_WORK INSTRUCTIONS_: Please reproduce the rows below word for word, leaving out any pictures.

_PROVIDED RECORDS_:

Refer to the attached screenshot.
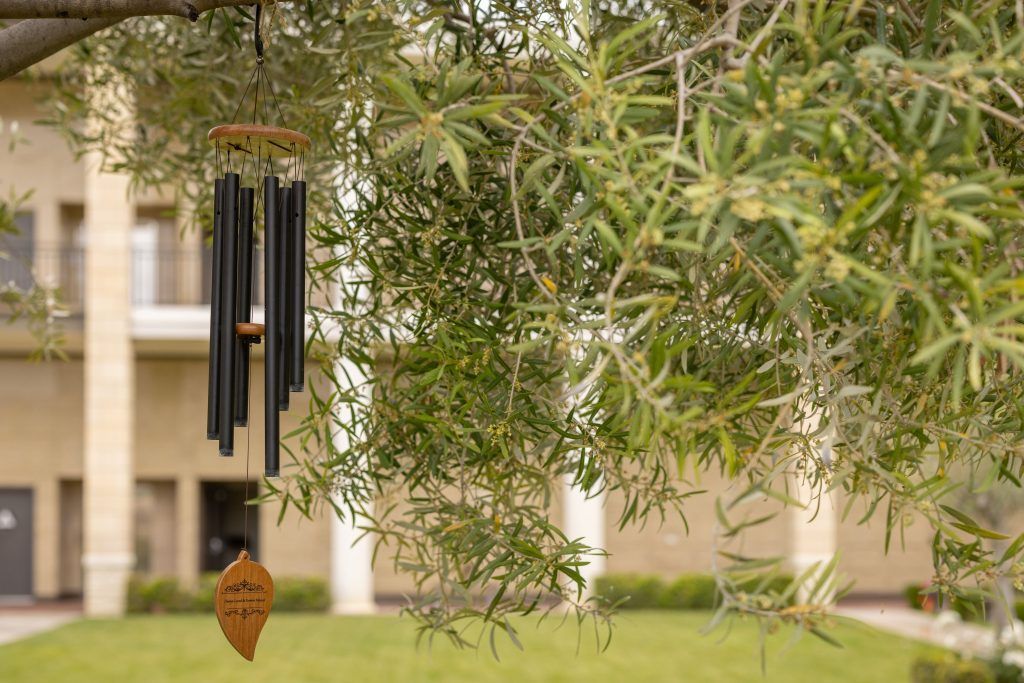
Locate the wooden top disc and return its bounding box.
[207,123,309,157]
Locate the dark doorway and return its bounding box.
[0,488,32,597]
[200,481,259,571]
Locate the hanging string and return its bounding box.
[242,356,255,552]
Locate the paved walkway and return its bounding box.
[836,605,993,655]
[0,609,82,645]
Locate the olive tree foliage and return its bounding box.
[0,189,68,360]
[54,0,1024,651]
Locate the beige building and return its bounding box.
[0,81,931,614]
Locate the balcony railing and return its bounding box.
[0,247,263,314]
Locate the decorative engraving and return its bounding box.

_SOLUTION FOR THIS EXERCISE_:
Refer to the attached screenshot.
Locate the wooden top disc and return its bounding box.
[207,123,309,157]
Locate the dark doorway and return its bounding box.
[0,488,32,597]
[200,481,259,571]
Locate the hanging string and return its bounding box.
[242,356,255,552]
Locate the paved walkway and return its bounding box.
[836,605,993,655]
[0,609,82,645]
Locate the olive tree foliage and return its bounding box.
[0,189,68,360]
[54,0,1024,651]
Locate the beige building and return its bounding box.
[0,81,931,614]
Locate the balcony railing and return its bounding box.
[0,247,263,314]
Locate the decorative engraving and return its bounding box.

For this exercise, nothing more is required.